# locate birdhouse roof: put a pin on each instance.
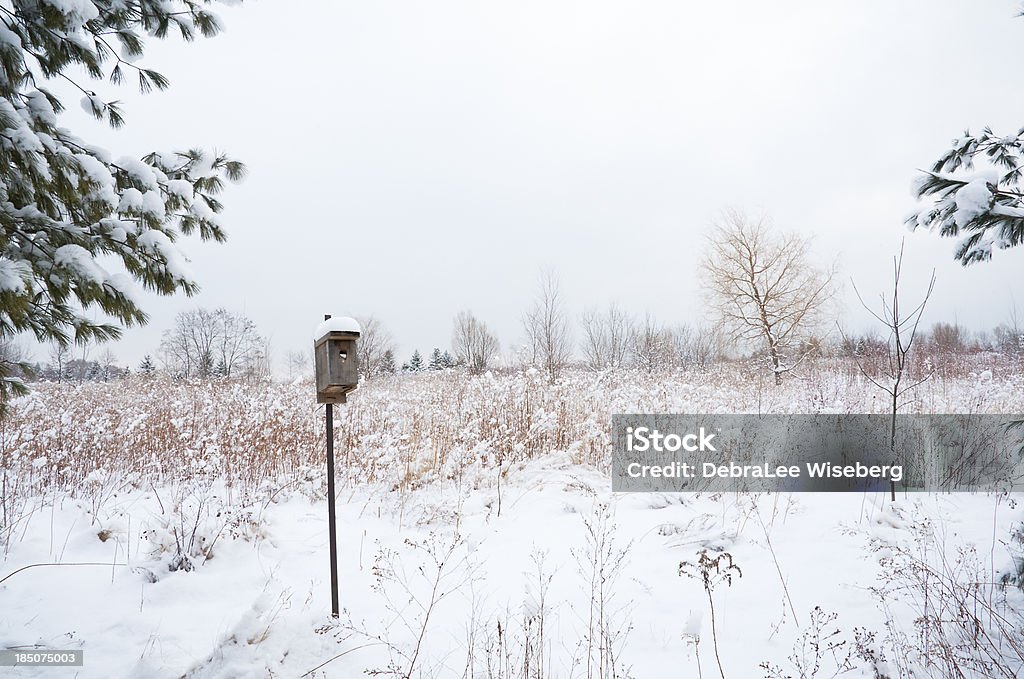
(338, 324)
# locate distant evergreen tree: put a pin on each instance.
(436, 361)
(415, 364)
(387, 363)
(67, 204)
(146, 367)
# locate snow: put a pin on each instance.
(125, 285)
(12, 274)
(141, 462)
(338, 324)
(77, 12)
(181, 188)
(131, 200)
(260, 605)
(156, 242)
(153, 204)
(79, 260)
(973, 200)
(138, 171)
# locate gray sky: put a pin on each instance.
(411, 160)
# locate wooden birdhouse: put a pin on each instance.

____________

Exercise task
Copy the lines from the one containing "# locate snow: put a pin on each instance." through the last line of the entries, swapping "gray sky" for "cloudy sky" and leaving everything else unchanged.

Result
# locate snow: put a pin on each instance.
(125, 285)
(12, 274)
(141, 462)
(338, 324)
(77, 12)
(181, 188)
(131, 200)
(260, 605)
(156, 242)
(153, 204)
(79, 260)
(973, 200)
(138, 171)
# locate cloudy sky: put a pin on each instance.
(411, 160)
# locate wooden birdhouse: put a pin on each instance.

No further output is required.